WORK ORDER> Reply with each record repeated exactly.

Data entries>
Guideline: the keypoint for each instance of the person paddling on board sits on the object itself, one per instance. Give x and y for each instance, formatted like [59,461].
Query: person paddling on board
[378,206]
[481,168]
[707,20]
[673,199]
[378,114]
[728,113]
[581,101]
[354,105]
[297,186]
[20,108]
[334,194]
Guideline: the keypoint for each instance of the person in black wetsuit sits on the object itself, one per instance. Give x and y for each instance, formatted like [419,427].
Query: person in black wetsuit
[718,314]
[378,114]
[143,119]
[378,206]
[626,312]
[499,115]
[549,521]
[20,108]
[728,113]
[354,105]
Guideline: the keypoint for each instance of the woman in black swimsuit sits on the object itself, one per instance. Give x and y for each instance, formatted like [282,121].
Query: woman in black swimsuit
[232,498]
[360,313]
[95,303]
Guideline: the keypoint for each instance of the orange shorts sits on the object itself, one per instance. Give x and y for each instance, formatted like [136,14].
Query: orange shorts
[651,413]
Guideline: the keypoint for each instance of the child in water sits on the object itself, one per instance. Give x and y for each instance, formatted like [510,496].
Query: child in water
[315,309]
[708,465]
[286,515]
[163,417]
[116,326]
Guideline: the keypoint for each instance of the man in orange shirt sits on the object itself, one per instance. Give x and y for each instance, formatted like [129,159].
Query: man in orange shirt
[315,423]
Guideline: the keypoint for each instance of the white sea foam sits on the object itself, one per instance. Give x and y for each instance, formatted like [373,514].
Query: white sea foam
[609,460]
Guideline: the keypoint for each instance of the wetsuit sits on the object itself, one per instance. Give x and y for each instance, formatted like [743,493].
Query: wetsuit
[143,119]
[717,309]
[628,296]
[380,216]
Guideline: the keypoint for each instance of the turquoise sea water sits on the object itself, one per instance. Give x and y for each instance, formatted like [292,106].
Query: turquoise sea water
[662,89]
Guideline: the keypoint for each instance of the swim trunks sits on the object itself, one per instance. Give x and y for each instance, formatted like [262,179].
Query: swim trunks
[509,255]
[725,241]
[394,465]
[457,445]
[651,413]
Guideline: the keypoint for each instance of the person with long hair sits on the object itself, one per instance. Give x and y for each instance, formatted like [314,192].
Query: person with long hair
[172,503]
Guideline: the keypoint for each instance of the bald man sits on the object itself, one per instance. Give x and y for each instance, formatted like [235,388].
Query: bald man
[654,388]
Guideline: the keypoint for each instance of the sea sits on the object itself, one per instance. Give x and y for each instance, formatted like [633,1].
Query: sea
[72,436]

ANSWER SPACE>
Guideline: the keypoint for each instance of the person paddling on board sits on the object itself, one per instance. Give x and y for each instance, formatted like [59,461].
Query: person paddling on board
[378,206]
[481,168]
[707,20]
[673,199]
[378,114]
[728,113]
[581,101]
[354,105]
[297,186]
[20,108]
[334,194]
Guideline: the keypoint for each instance of the person in black wetsuit sits on the object itself, one per instance. Give x and y for each instance, formatted like [419,427].
Query: person in black wetsuit
[718,314]
[378,114]
[143,119]
[378,206]
[626,312]
[499,115]
[549,521]
[20,108]
[728,113]
[354,105]
Guideline: the keypoint for each instance of the woman in black swimsuit sits on the object itself, one per instance. Give x and y for each instance, formatted like [282,121].
Query: woman in black swimsuit
[232,498]
[360,313]
[95,303]
Guideline: the keypoint for each instance of the orange shorts sits on the object itself, one per instance. Give x and y for each instance, formatted like [136,14].
Query: orange shorts
[651,413]
Guideline: the keypoint for each instance of the child in water sits on the object itself, one per instance. Give x and y for each instance, formatted like [510,496].
Query: child in water
[315,309]
[708,465]
[286,515]
[163,417]
[116,326]
Guideline: the keypoint for each instance of the man in orange shirt sits on the object itself, one per instance. Give x and y for each instance, formatted like [129,159].
Query: man in orange shirt
[315,423]
Guideline: the keypoint for each instance of the white sea foam sits on the object itself, one per instance. Give x and y for each instance, formatted like [373,514].
Query: white sea foam
[609,460]
Guideline: the keypoint for each instance of the wetsuit sits on the object itself, one per instance. Give x and y for each instance, formatted like [743,493].
Query: wetsuit
[143,119]
[717,309]
[628,296]
[380,216]
Guideline: the keypoint for each instance of the turquoise sea water sits on the object itself, one per instance. Give x and y for each instance, formatted like [292,106].
Query: turquoise sea water
[662,89]
Guideline: the keypoint for each instance of the swim trunks sits on the object itself, one per instance. Give x and y for each instance, formatted like [262,179].
Query: swim trunks
[509,255]
[725,241]
[394,465]
[457,445]
[651,413]
Guideline: the keypoint for each instance of the person with long hair sits on the object itself, one per instance. Give x and y for each instance, formatted like [314,192].
Query: person with long hair
[172,503]
Guideline: the keypoint for each instance of the bald man sits on the object itself, one per instance. Give x and y for each instance, formatted like [235,388].
Query: bald man
[654,388]
Guideline: the keypoint for each instance of the sea sits on the object itself, one per instance. Give x and y for each instance, formatted like [633,1].
Query: sea
[72,436]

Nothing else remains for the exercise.